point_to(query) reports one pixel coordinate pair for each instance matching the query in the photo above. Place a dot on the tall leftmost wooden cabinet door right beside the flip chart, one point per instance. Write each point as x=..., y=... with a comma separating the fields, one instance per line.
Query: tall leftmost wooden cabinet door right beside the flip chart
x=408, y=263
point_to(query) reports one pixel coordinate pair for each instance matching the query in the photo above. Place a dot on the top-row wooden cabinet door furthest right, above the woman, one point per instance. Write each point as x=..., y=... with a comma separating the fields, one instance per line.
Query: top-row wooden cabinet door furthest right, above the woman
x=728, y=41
-------------------------
◆ Problem requirements:
Output must be limited to the lines beginning with the one that contains "Query: top-row wooden" and ending with the last line of the entries, reproduced exactly.

◆ Answer for the task:
Query: top-row wooden cabinet door furthest right, above the woman
x=728, y=41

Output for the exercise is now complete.